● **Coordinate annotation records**
=====
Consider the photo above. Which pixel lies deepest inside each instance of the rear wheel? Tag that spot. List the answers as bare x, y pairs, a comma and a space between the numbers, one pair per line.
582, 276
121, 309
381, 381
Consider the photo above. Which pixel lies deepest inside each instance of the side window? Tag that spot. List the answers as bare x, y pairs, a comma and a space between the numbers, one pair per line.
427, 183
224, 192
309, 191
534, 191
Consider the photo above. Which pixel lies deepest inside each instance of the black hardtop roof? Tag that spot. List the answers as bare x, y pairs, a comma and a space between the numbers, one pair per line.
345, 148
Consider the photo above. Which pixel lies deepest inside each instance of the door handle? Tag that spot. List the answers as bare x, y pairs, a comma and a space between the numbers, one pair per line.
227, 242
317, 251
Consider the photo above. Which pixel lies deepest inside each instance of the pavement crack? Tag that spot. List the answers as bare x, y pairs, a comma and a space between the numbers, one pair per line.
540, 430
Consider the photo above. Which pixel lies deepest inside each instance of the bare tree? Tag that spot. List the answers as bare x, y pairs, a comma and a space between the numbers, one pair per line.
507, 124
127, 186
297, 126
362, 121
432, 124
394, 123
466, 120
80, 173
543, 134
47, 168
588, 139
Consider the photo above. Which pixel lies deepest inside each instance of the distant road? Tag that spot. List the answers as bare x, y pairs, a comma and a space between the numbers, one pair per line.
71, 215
=====
● **REQUEST**
Rewrite all of the records above, putting "Mark that spot" wherever "Tag that spot" appears and keeping everything else the same.

● **TASK ANSWER**
Consider the photo above. Which pixel lies deepest inside each instance of the rear wheel? Mark that spot. List the answers as bare x, y pairs, a comma and a space between the numbers, one pair per line.
582, 276
121, 309
381, 381
Consider the photo above. Which pixel lies deepest inside each instance of the side window? Mark that spot. List the answers as bare x, y pairs, a comma and a space between the numbers, one pair per line.
427, 183
224, 192
309, 191
534, 191
Consider the photo above. Which pixel lies deepest inside each instance of the black hardtop roof? Mark that spot. List the answers as bare x, y pairs, a comma and a space between the numbers, one pair per line.
345, 148
Consider the photo above. Which pixel lies deepest inside each instance of the door handle? Mark that spot. List the answers as bare x, y pairs, a comma and a space between the numbers, one pair per line.
227, 242
317, 251
Consider the photo above. Which pixel lies deepest inside each instance of the pavement crack? Mark that spot. List the answers as bare x, y pairs, a comma and a space between the numbers, one pair per line.
540, 430
Consider the photo above. Which pixel lies deepest inside each instance of the bare tree? Mark that spot. List the answers as bare x, y pairs, a comma and a space between the numbers, one pair per line.
507, 124
127, 186
297, 126
362, 121
432, 124
394, 123
466, 120
80, 173
543, 134
47, 168
588, 139
Consider the photo above. Which pixel lies deepest inside each instance of the distant road? Mark that spot. List the answers as bare x, y pairs, a comma and a space between the numbers, one pair per line.
71, 215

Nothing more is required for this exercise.